### Work to do
The lines to be copied run from the one containing "Target: white vinyl fence" to the end of the material below; reproduce them exactly, including both ends, and nothing more.

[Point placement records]
* * *

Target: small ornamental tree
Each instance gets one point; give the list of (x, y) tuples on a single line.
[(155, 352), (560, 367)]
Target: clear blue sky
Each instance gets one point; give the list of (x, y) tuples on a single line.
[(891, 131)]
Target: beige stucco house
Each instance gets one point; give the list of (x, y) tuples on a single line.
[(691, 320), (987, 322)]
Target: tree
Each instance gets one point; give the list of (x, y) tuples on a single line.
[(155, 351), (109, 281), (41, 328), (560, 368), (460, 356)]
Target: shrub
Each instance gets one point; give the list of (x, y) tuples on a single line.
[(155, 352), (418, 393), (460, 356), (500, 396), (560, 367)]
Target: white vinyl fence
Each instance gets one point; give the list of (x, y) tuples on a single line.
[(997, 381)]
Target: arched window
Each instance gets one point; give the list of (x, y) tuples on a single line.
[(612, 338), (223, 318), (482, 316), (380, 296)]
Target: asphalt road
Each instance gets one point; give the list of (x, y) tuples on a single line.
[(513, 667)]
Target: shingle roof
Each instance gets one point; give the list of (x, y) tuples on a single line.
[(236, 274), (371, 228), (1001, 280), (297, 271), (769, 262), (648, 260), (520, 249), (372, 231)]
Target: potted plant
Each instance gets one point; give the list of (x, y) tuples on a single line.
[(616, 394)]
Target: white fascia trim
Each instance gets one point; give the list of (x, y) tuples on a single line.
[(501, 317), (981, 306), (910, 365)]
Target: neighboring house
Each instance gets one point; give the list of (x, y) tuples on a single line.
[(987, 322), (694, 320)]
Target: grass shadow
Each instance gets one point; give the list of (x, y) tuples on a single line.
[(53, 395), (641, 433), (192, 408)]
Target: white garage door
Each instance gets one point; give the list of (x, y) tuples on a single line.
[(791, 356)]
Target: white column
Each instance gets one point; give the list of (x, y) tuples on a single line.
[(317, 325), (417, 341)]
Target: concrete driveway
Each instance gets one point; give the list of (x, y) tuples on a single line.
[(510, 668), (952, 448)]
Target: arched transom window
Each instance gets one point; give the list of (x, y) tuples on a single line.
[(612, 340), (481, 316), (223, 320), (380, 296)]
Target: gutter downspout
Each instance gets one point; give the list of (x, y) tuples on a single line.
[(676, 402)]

* * *

### Result of this exercise
Target: white vinyl fence
Each instance gets one point; give the list of (x, y) tuples on a single line.
[(997, 381)]
Target: arched window
Each instance gets one point; give the list of (x, y) tuples on a single line.
[(612, 338), (223, 318), (482, 316), (380, 296)]
Target: asphalt road
Each instance gets one point; give the list of (x, y) tuples on a single line.
[(513, 667)]
Target: shingle roof
Each instance gets one point; give the list of (x, y) tuples on a single line.
[(236, 274), (371, 228), (1001, 280), (297, 271), (769, 262), (648, 260), (520, 249), (372, 231)]
Target: potted plant
Each instance gets one point; give the list of (x, y) tuples on a single line.
[(616, 394)]
Target: white fascia trim
Each instance gets one point; give the list of (x, y) tuples on a single line.
[(501, 317), (981, 306), (910, 365)]
Target: neighboring house
Each instance gets one point; give the list of (x, y) tuples on a single line.
[(987, 322), (694, 320)]
Target: grass shadow
Each instance gets one point; give the list of (x, y) tuples on a single line.
[(53, 395), (641, 433), (192, 408)]
Target: white garage door
Each instance gets one point; give the list of (x, y) tuples on a single line.
[(791, 356)]
Target: white column
Each instance gets one point; give the list of (x, y) tuples on a single line.
[(317, 325), (417, 341)]
Target: concrete driveway
Each instance gets one point; give the list of (x, y) tuples on a single line.
[(510, 668), (952, 448)]
Target: arched transom window
Each instance gets one point; give the list of (x, y) tuples on a single line.
[(612, 340), (481, 316), (223, 320), (380, 296)]
Target: gutter downspout
Each instance gets one point; give the list of (x, y) tuples on a single line.
[(676, 402)]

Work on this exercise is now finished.